TEXT FOR ANALYSIS:
▽

Chaim will be finishing the army in the next few days; even if war comes, Shmulik’s job won’t change and he is assigned near our home. It is unlikely he will have anything to do with a Gaza War. Elie is scheduled to do reserve duty this summer…I don’t know if a build-up in Gaza would involve his being called up. And even if he is called, there is no telling whether he would be called to fill in other areas while those soldiers are moved into Gaza or if his reserve unit would go.
But if it won’t be my sons from birth…it will still be mine that will fight in a war we don’t want. We did not ask for this. Let the world finally admit this simple fact. We did not start the war that is coming; did all in our power to avoid it, but no country would accept 120 rockets fired in the space of two days. No one, no where.
Israel cannot ignore these endless attacks. We will not. We cannot allow our enemy to target our children – as they did last Thursday with a missile, and as they did a month ago in Itamar with a knife, and as they did a few weeks ago with explosives.
The one great truth of the army, I learned long ago, is that we all live on a roller coaster and a roller coaster, by its very nature, involves not just the flat times, but the climbs and worse, the horrible, stomach-clenching falls.
As each rocket hits, as we climb higher and higher, I know that the fall will be that much worse. If we are to tumble into war, as I expect we will, I can only hope each soldier will carry into battle a picture of little Hadass Fogel in his mind to know how barbaric our enemies can be; and a picture of Daniel Aryeh ben Tamar to remember that our enemies are well equipped and will use these sophisticated weapons with cunning and deceit. This is our enemy, they must know – beings that can cut an infant’s throat; shoot a missile at a school bus. This is what we fight.
For much of Friday, my stomach was in knots. It calmed over the Sabbath simply because I was busy with family. Saturday night, as the Sabbath left us, I turned my phone back on and within minutes, the phone went wild beeping the incoming messages that had been blocked throughout the day.
At some point, I realized that I knew this feeling, had experienced it before. Like last time, there is the realization that it is that feeling of being on the roller coaster, of having the earth move beneath me and the comfort of knowing that on this trip, as in the past, I am not alone.
All of Israel rides this roller coaster – the mothers and fathers of soldiers, brothers and sisters, and the soldiers themselves. All the people who live in the south and spent the Sabbath in or near bomb shelters. We are all on a roller coaster and Hamas will determine how high we climb.
We climb knowing that even now our army is preparing. When the army goes to war, not if, but when, we will accept the downward plunge with the hope that this time, the army won’t stop until it finishes the job, until it cleans out Hamas. To do this, we need the height because the higher we climb, the greater will be Hamas’ downfall.
We will return to the flat of the roller coaster, as we always do, but for now, there is work to be done and no army in the world is better than the IDF in dealing with Hamas. We know what they have, where they are, what they hide and where they hide.
The sons of Israel are ready. They are swifter than eagles; they are stronger than lions.
With regard to the possibility of another war and my son being called up for reserve duty, my family and friends in the US seem to be riding on a different roller coaster than me. They get very concerned about things that my son and I shrug our shoulders over (like unrest in Egypt) and then don’t grasp the significance of things that immediately get my heart pounding (like a grad rocket fired at Beersheva). It’s really pretty isolating for me, so I’m glad I can come here to you, Paula!

△

ASSIGNED TASK A: According to the text about the coming war in Gaza, how many rockets were fired in the space of two days?
ASSIGNED TASK B: In the text about the coming war in Gaza, swap "busy" for "occupied" and write out the part between "For much of" and "throughout the day.", inclusive.

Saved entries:
▽

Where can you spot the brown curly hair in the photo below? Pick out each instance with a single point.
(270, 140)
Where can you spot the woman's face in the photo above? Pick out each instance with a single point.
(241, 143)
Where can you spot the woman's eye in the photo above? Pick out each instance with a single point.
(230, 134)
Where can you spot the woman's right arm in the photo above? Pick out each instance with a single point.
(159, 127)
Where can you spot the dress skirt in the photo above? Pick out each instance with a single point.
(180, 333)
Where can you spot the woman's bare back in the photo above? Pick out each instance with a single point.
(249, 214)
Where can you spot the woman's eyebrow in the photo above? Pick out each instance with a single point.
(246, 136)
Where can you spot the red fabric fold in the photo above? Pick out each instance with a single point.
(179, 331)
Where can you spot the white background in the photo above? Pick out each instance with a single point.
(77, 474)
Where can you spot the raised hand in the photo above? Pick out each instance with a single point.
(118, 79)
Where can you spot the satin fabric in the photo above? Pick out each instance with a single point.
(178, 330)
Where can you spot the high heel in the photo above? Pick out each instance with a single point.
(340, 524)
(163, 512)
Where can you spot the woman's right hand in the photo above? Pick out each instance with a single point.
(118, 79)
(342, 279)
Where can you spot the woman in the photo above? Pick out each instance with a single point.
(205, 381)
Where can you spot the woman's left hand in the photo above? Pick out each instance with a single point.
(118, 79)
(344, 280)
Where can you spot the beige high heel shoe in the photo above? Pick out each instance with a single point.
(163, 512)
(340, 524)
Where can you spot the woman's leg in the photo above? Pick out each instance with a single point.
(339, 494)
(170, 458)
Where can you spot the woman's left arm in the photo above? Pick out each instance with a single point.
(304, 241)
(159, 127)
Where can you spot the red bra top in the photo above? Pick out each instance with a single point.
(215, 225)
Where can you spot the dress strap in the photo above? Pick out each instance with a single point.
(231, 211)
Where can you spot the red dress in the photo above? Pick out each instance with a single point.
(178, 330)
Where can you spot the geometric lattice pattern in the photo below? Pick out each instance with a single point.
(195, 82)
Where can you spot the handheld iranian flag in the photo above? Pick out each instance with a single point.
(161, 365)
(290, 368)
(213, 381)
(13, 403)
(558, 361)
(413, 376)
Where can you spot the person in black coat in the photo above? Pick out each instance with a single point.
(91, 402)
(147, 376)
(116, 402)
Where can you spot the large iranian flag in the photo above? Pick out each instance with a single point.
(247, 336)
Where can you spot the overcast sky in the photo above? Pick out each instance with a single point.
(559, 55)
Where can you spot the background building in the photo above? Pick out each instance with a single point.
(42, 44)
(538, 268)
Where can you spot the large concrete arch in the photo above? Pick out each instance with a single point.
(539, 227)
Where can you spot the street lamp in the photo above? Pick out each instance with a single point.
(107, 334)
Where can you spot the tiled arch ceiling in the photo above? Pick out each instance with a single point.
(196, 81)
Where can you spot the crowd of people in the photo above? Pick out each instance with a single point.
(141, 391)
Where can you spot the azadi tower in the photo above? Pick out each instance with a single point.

△

EXERCISE ANSWER A: 120 rockets were fired in the space of two days.

EXERCISE ANSWER B:
For much of Friday, my stomach was in knots. It calmed over the Sabbath simply because I was occupied with family. Saturday night, as the Sabbath left us, I turned my phone back on and within minutes, the phone went wild beeping the incoming messages that had been blocked throughout the day.